SELECTED TEXT:
..........

July 27, 2018

2Q18 Gross Domestic Product (072618): An Annualized +4.1 Percent; Fixed Corporate Investment and Exports Are Strong, Inventory Change a Significant Drag

Filed under: Economy,Taxes & Government — Tom @ 6:11 am

NOTE: Also see the separate post on prior-year revisions published later today.



An unnamed fixed-income strategist contends at MarketWatch that “never has a reading of gross domestic product held so much significance.”

If that person is exaggerating, it’s not by much. Today’s report will be:

  • The first full-quarter referendum on the effectiveness of the tax cuts passed in December.
  • Because of delays in new policy implementation, inherited old policies, delays in key nominee confirmations and the like, the first report whose results finally can be almost completely assigned to Trump administration policies for credit (or blame).
  • The first revised look at how the economy fared during 2017 and early 2018 and during the latter (and perhaps even earlier) Obama years, since the report will also contain revised growth data going back several years.


  • Moody’s has an annualized 4.0 percent. Its CNBC consensus is 4.1 percent.
  • The Atlanta Federal Reserve has pulled back to 3.8 percent during the past few days.
  • The New York Federal Reserve’s GDP Nowcast model shows 2.69 percent; its last update was July 20.
  • IHS Macroeconomic Advisers, which was estimating 5.3 percent in late June based on the quarter’s first two months, now believes that the economy contracted by 0.2 percent in June (seriously). Though its latest report doesn’t have a published second-quarter growth percentage estimate, one can infer from its estimated GDP figures that the economy grew in raw terms by 0.92 percent in the second quarter, which annualizes to 3.7 percent.
  • A contrarian take at Zero Hedge quotes a Morgan Stanley prediction of 4.7 percent. The author believes that it will be artificially juiced because “exports have surged and inventories have swelled” on expectations that tariffs and trade tensions will make many raw materials and components more expensive in future quarters. The irony which shouldn’t be missed is that the press has spent much of the past 60 days looking for negative news about employment and commerce caused by trade tensions — and now the author of the ZH post says that it will cause (temporarily) good news, followed by weakness thereafter. It seems likely that the press will do a 180, swallow this “logic,” and use it to pooh-pooh today’s results, especially if they’re strong. CBS is already going there.


Three things to look for here are, first, the effect on previously reported quarters and years during the Obama era. I’m finding it hard to imagine that they’ll remain at even the largely mediocre levels previously reported, primarily because of serious dips in manufacturing orders and shipments during late 2014, all of 2015, and all of 2016 (note that the figures at the links are NOT adjusted for inflation).

Second, we’ll also see how the Trump era’s first five quarters get revised. I don’t expect to see much movement here, but if there is, I think it will be slightly upward.

..........

DIRECTION 1:
Return each line of the records below that contains the word "white".
The GDP post and the records come from unrelated sources.

..........

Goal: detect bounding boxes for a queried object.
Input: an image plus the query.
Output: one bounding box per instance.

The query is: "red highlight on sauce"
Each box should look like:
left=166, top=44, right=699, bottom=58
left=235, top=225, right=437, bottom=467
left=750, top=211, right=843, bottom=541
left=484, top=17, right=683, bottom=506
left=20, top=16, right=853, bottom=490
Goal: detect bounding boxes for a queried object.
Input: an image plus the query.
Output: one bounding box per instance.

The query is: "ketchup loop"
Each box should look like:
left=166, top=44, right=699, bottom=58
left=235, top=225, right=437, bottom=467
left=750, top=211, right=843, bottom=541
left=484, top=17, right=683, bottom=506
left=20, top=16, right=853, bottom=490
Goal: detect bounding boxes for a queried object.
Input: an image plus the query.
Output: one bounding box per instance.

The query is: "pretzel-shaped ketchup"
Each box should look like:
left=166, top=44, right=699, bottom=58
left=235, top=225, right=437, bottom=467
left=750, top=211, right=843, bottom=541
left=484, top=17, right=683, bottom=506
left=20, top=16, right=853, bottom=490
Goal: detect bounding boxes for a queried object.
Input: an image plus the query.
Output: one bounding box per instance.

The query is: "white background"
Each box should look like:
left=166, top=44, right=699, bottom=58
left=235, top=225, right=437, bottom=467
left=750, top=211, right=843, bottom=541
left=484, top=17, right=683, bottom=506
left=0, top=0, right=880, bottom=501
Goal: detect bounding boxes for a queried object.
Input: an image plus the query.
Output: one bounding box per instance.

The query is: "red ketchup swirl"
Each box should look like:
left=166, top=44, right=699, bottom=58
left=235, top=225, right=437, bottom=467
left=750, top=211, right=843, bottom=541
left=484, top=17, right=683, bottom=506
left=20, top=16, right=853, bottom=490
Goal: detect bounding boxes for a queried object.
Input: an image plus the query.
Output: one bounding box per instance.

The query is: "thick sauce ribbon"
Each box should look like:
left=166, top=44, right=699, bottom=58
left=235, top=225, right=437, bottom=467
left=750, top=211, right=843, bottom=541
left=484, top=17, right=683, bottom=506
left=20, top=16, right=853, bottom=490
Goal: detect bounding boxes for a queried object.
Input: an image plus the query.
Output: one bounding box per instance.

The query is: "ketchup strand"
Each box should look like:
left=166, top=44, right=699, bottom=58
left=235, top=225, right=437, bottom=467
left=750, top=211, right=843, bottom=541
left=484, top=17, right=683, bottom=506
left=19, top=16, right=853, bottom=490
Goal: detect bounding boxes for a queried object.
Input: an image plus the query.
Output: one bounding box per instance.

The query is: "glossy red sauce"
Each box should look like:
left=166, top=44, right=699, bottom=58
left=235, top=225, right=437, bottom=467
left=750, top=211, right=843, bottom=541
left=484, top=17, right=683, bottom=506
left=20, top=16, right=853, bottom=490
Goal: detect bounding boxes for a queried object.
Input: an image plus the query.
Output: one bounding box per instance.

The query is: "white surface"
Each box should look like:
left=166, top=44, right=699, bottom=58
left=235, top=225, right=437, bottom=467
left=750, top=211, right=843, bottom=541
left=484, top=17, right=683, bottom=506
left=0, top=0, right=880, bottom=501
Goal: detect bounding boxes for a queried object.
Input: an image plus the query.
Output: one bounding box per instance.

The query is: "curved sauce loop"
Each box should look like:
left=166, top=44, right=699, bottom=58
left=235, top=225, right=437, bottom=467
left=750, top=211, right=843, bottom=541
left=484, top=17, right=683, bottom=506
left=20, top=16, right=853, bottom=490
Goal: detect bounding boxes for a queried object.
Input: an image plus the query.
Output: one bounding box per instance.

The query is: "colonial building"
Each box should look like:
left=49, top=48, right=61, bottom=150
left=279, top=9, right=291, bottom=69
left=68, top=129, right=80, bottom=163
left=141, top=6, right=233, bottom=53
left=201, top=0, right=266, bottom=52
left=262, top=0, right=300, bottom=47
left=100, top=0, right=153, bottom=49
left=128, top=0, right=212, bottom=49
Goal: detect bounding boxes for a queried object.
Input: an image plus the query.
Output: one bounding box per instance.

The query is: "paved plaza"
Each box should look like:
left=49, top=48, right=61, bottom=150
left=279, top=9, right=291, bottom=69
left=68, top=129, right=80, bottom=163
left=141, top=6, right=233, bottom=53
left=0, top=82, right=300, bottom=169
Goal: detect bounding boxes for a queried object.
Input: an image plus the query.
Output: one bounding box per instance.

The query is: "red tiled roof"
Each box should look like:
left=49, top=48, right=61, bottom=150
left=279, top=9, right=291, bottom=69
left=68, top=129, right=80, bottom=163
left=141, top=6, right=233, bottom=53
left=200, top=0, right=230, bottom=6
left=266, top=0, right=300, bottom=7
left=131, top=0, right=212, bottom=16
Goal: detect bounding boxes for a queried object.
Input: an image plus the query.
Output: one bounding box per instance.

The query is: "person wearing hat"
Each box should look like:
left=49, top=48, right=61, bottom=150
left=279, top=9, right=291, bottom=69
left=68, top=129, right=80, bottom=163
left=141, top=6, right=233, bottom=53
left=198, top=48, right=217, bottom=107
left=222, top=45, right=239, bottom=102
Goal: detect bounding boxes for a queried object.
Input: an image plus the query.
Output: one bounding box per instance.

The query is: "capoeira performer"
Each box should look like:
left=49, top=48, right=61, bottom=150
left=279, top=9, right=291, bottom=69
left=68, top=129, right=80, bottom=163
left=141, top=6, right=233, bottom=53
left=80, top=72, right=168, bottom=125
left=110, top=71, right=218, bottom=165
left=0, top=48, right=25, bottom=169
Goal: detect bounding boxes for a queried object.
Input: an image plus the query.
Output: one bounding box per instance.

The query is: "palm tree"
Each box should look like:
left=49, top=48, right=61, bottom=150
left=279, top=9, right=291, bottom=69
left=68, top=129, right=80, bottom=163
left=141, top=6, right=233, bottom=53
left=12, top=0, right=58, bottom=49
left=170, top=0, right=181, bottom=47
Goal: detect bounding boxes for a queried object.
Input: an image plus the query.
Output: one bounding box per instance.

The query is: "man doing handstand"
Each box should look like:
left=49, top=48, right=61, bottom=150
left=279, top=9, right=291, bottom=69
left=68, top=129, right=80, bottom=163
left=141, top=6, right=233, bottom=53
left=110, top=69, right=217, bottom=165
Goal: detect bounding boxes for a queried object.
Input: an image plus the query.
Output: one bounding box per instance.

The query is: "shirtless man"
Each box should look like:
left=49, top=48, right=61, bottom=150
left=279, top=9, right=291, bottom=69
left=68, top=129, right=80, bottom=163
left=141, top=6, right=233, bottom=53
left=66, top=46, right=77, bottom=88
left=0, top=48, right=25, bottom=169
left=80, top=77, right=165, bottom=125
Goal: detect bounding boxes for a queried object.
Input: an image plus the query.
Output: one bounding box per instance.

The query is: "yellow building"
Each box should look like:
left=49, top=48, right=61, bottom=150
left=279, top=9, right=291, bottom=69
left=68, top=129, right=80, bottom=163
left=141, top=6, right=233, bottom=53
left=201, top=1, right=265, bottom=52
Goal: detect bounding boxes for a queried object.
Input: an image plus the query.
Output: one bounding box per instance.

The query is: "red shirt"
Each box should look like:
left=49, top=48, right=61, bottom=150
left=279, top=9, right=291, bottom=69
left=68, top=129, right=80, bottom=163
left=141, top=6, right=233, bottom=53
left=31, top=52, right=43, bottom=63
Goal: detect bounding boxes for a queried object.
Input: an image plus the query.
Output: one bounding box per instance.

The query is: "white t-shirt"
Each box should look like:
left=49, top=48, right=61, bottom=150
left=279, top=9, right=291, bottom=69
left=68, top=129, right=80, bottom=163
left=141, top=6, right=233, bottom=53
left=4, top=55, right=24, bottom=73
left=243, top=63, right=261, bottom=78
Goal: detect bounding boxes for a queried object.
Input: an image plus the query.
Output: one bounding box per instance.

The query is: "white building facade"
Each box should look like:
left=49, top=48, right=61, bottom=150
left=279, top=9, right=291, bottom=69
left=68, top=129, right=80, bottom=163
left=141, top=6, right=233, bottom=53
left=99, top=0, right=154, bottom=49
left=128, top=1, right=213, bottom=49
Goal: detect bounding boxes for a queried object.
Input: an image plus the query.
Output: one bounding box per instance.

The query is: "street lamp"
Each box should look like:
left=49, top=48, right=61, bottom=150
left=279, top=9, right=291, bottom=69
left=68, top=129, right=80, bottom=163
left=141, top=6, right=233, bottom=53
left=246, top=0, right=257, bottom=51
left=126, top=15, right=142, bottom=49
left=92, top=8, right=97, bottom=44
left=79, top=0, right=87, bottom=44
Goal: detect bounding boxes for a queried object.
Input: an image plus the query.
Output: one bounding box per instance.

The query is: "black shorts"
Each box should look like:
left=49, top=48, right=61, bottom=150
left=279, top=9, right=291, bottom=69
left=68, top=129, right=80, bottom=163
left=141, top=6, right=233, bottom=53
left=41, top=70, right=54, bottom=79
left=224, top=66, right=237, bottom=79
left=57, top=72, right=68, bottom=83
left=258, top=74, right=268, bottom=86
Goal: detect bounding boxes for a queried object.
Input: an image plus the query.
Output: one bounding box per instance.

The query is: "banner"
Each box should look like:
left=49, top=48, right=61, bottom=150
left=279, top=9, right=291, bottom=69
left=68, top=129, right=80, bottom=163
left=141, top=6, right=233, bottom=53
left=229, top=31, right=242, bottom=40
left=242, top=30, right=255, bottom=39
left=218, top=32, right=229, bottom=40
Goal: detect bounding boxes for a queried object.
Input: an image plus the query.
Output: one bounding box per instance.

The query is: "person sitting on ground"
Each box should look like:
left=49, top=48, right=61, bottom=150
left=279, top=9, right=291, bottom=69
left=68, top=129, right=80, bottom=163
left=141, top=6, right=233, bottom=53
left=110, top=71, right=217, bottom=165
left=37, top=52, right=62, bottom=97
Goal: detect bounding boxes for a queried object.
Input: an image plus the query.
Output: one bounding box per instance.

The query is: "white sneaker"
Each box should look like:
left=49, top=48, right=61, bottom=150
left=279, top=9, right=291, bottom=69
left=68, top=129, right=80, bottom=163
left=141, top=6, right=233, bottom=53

..........

DIRECTION 2:
In the GDP post above, take the part that opens with the words containing "2Q18 Gross Domestic" and closes with "credit (or blame).". Write it out again with "referendum" switched to "test".

SOLUTION 1:
The query is: "white background"
The query is: "white surface"
The query is: "white t-shirt"
The query is: "white building facade"
The query is: "white sneaker"

SOLUTION 2:
2Q18 Gross Domestic Product (072618): An Annualized +4.1 Percent; Fixed Corporate Investment and Exports Are Strong, Inventory Change a Significant Drag

Filed under: Economy,Taxes & Government — Tom @ 6:11 am

NOTE: Also see the separate post on prior-year revisions published later today.



An unnamed fixed-income strategist contends at MarketWatch that “never has a reading of gross domestic product held so much significance.”

If that person is exaggerating, it’s not by much. Today’s report will be:

  • The first full-quarter test on the effectiveness of the tax cuts passed in December.
  • Because of delays in new policy implementation, inherited old policies, delays in key nominee confirmations and the like, the first report whose results finally can be almost completely assigned to Trump administration policies for credit (or blame).